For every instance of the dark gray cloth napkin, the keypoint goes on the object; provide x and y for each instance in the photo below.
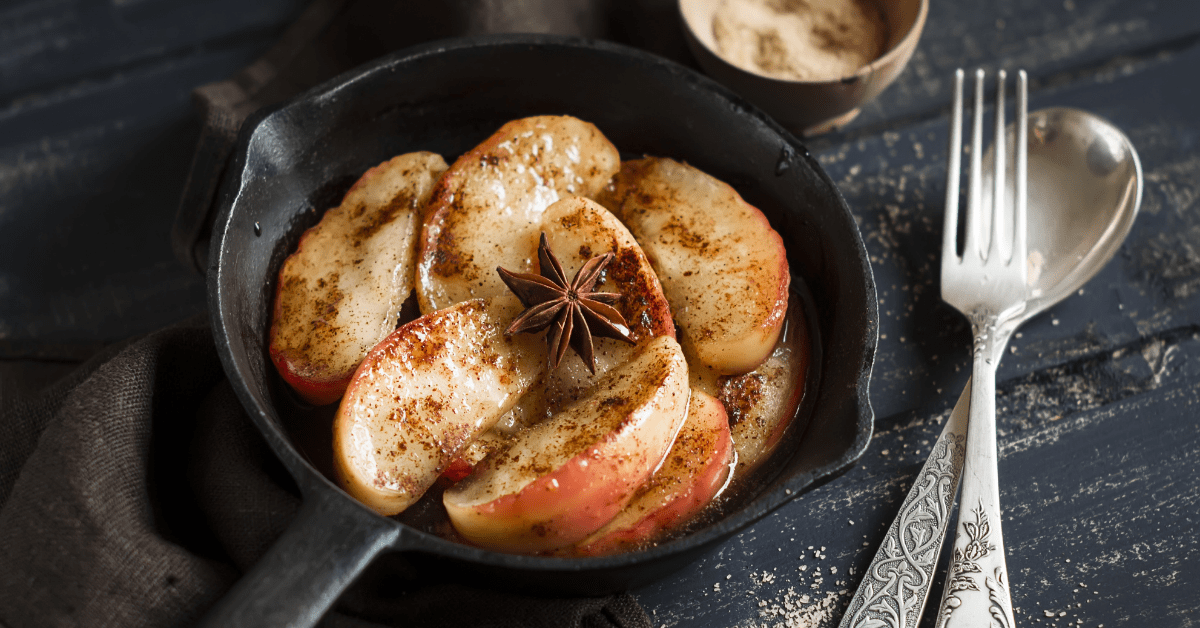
(136, 490)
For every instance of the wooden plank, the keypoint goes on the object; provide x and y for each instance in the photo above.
(895, 185)
(46, 43)
(89, 184)
(1096, 408)
(1099, 519)
(1056, 41)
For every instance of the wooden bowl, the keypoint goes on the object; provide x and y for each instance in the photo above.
(809, 107)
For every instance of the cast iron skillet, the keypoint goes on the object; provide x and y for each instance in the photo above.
(297, 161)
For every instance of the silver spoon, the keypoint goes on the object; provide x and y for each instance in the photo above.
(1084, 192)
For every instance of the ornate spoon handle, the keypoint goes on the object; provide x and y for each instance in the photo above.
(894, 587)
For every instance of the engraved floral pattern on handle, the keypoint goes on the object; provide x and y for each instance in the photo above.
(965, 564)
(894, 587)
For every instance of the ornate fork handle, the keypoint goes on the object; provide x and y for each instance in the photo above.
(989, 285)
(895, 585)
(976, 592)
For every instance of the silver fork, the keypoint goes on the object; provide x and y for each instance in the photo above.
(988, 285)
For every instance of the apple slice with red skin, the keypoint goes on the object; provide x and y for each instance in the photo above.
(424, 394)
(763, 402)
(487, 208)
(695, 471)
(579, 229)
(723, 265)
(341, 292)
(567, 477)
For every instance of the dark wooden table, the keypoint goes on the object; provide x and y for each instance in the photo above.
(1097, 399)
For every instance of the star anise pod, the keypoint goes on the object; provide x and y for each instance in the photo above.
(573, 312)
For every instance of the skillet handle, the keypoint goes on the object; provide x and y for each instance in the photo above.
(324, 549)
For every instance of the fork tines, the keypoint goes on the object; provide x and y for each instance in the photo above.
(981, 235)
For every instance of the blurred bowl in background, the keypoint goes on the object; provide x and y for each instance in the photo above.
(810, 107)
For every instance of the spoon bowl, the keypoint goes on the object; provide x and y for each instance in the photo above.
(1084, 193)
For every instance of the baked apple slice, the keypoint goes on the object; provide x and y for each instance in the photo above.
(577, 229)
(567, 477)
(695, 471)
(723, 267)
(342, 289)
(762, 404)
(424, 394)
(487, 208)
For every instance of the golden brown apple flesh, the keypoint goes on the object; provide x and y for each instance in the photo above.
(723, 265)
(342, 289)
(763, 402)
(567, 477)
(489, 205)
(424, 394)
(695, 471)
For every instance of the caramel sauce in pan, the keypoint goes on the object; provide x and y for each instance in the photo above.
(311, 428)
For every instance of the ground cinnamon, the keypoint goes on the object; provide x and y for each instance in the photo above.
(799, 40)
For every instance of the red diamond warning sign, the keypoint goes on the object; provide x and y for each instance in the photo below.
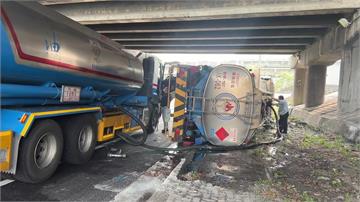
(222, 133)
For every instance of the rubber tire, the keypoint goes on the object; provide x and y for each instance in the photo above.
(72, 128)
(27, 171)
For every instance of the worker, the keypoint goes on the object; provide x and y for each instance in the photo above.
(283, 113)
(165, 111)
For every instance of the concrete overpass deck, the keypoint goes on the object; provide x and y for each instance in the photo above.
(243, 26)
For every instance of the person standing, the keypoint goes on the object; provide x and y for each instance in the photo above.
(283, 113)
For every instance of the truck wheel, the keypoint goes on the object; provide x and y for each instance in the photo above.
(80, 134)
(40, 152)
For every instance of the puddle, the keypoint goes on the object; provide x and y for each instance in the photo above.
(118, 183)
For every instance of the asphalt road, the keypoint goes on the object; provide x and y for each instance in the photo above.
(100, 179)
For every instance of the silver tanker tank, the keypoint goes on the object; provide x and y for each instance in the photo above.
(40, 46)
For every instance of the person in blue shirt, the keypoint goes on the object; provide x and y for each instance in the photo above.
(283, 113)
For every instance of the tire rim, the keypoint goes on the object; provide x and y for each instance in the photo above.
(85, 139)
(45, 150)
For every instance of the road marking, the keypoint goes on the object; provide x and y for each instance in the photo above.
(5, 182)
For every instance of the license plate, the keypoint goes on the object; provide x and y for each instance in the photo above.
(70, 94)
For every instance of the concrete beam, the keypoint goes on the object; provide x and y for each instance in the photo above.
(217, 49)
(290, 22)
(224, 42)
(326, 51)
(229, 34)
(151, 11)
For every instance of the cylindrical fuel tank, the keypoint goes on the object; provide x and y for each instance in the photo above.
(39, 46)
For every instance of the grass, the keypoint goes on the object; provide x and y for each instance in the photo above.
(337, 143)
(307, 198)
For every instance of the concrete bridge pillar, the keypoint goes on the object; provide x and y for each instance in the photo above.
(315, 85)
(349, 84)
(299, 84)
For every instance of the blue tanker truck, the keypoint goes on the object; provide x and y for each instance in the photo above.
(61, 86)
(65, 88)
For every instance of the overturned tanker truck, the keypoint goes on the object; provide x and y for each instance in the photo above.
(65, 89)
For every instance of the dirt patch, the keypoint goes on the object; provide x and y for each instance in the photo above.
(307, 166)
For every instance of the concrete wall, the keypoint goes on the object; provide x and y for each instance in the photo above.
(149, 11)
(349, 86)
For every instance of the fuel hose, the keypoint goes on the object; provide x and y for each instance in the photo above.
(210, 148)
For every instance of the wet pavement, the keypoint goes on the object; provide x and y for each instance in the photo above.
(100, 179)
(309, 165)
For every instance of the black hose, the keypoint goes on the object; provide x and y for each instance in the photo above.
(133, 141)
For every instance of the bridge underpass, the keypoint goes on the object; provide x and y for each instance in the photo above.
(309, 31)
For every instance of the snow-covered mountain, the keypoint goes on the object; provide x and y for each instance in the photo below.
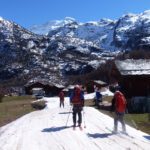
(128, 32)
(25, 55)
(67, 47)
(51, 128)
(51, 25)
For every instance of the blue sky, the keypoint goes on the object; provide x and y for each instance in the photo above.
(30, 12)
════
● **WHAT IS REQUIRED**:
A word-for-word retyping of every record is required, without the pictures.

● **WRITTEN RESPONSE**:
For every instance of the dark gray cloth napkin, the keypoint goes on the object; provide x and y for each instance in the photo below.
(136, 490)
For every instance of the wooden plank, the keypoint goes on the object; provide x and y for each instance in the photo above.
(895, 185)
(46, 43)
(89, 184)
(1096, 408)
(1099, 519)
(1056, 41)
For every instance of the wooden bowl, the keypoint goes on the object; provide x and y for each instance in the photo above.
(809, 107)
For every instance of the cast iron skillet, the keypoint goes on the object; provide x and y for each instance in the photo above.
(297, 161)
For every instance of the silver spoon, the keypoint goes on the object; provide x and y for each instance in the photo above.
(1084, 192)
For every instance of the ornate spoon handle, the keypoint goes on the object; provide x and y for each instance in the photo above.
(894, 587)
For every instance of the engraved floral pattern on handle, the keypoint goes on the object; provide x and y for each instance in the photo above.
(965, 564)
(894, 587)
For every instance of the ornate fork handle, the keypoint goes on the object; provide x and y for each instance in the photo above.
(989, 285)
(895, 585)
(976, 592)
For every instance of the silver fork, the keypoint goes on the object; provide x and y for each instance in the photo above.
(988, 285)
For every instance of the apple slice with red skin, the keypoint goes on the object; provide x and y for each instance in the photo above.
(424, 394)
(763, 402)
(487, 208)
(695, 471)
(579, 229)
(723, 265)
(341, 292)
(567, 477)
For every instance of the dark wooden table, the keypoint goes on the object; provide x and y for each instance in the photo above.
(1097, 399)
For every instance of the star anise pod, the keypoint goes on the object; provide x and y for each instance in the photo above.
(573, 312)
For every instance of the skillet handle, the keypoint goes on the object; provide x and y for each instance in the photo above.
(324, 549)
For every instance of the fork tines, the keypoint goes on the object; provide x and y for each instance in the photo above.
(981, 235)
For every instance of the blurred bowl in background, the keypoint goes on the object; provide x and y for each instance in the photo above.
(810, 107)
For every instance of the spoon bowl, the keypoint goes on the object; provide x and y for each instance in the photo above.
(1084, 193)
For every instance of the baked apple slice, the keypoint goes on the object; provide x and y for each instance in the photo above.
(577, 229)
(567, 477)
(695, 471)
(723, 267)
(342, 289)
(762, 404)
(424, 394)
(487, 208)
For every instance of the golden brown apple flesh, the keypoint goes on the object; provide x and y for each instance in the photo above.
(723, 265)
(342, 289)
(763, 402)
(567, 477)
(489, 205)
(424, 394)
(695, 471)
For every instance of the caramel sauce in pan, the keypoint goes on the object; provide x and y for each instance in the photo above.
(311, 428)
For every instance of the ground cinnamon, the keypoint goes on the object; provide x and y for each instance in the photo above.
(799, 40)
For every instance of the red diamond warning sign, the keypoint goes on the object; provide x and y for each instance in the photo below.
(222, 133)
For every instance of the rubber tire, the keypoint goes on the object; provide x and y for each instance in the photo above.
(72, 128)
(27, 171)
For every instance of the worker, the keypoint goes on the object; provide x and y for each instance in the photo above.
(283, 113)
(165, 111)
For every instance of the concrete overpass deck, the keypoint goes on the object; provide x and y for each instance in the photo above.
(243, 26)
For every instance of the person standing, the keypoint goes on the object; provide x and y for each instance in the photo above.
(283, 113)
For every instance of the truck wheel, the keypoint goes on the object; provide x and y for each instance in the photo above.
(80, 134)
(40, 152)
For every instance of the puddle, the keypoint goes on the object; provide x and y for each instance in the photo above.
(118, 183)
For every instance of the asphalt road, the keypoint goes on the object; provide x and y for each instance in the photo above.
(100, 179)
For every instance of the silver tanker tank, the keypoint goes on the object; provide x and y for each instance in the photo above.
(40, 46)
For every instance of the person in blue shirt, the keypoint goes on the object; provide x and y for each instance in the photo above.
(283, 113)
For every instance of the tire rim, the keypoint goes on the object; provide x and y for each instance in the photo above.
(85, 139)
(45, 150)
For every instance of the road marking, the keypoint goes on the object; provide x and y for each instance in the photo above.
(5, 182)
For every instance of the license plate, the keypoint goes on the object; provide x and y for each instance in the photo above.
(70, 94)
For every instance of the concrete beam, the keypoint goes on the object; provide x and y for each instance in the photo above.
(217, 49)
(290, 22)
(224, 42)
(326, 51)
(229, 34)
(151, 11)
For every instance of the cylindrical fuel tank, the keypoint goes on the object; provide x and y for each instance in the photo above.
(39, 46)
For every instance of the grass, the keypoint goes on the object; provide x and y for each instance in the photo above.
(337, 143)
(307, 198)
For every instance of the concrete bridge pillar, the keypoint goes on the object; provide x and y for each instance in the photo above.
(315, 85)
(349, 84)
(299, 84)
For every instance of the blue tanker truck, the keypoint goes on the object; provide x and y for each instance in the photo above.
(61, 86)
(65, 88)
For every instance of the overturned tanker truck, the keypoint goes on the object; provide x and y for each instance in the photo above.
(65, 89)
For every instance of the dirt patch, the keypoint goes on the object; provide x and y for each instance in the photo above.
(307, 166)
For every instance of the concrete wall, the keypoint goes on the object; provide x and y for each instance in the photo above.
(149, 11)
(349, 86)
For every instance of the fuel hose, the keypoint goes on the object; provide x and y for each instance in the photo above.
(210, 148)
For every instance of the wet pavement, the keypoint goes on the object; provide x and y for each instance in the photo above.
(100, 179)
(309, 165)
For every instance of the black hose, the keypoint goes on the object; provide x and y for each instance in the photo above.
(133, 141)
For every instance of the bridge underpass, the keypoint goes on the object; provide x and y for each instance in the photo above.
(309, 31)
For every instance of the snow-covered mountain, the keypoint goes on the object; provide x and y for each instance in the photo below.
(128, 32)
(25, 55)
(67, 47)
(51, 128)
(51, 25)
For every instance of the blue sky, the keypoint goes on the object; provide x and y for each instance in the photo above.
(30, 12)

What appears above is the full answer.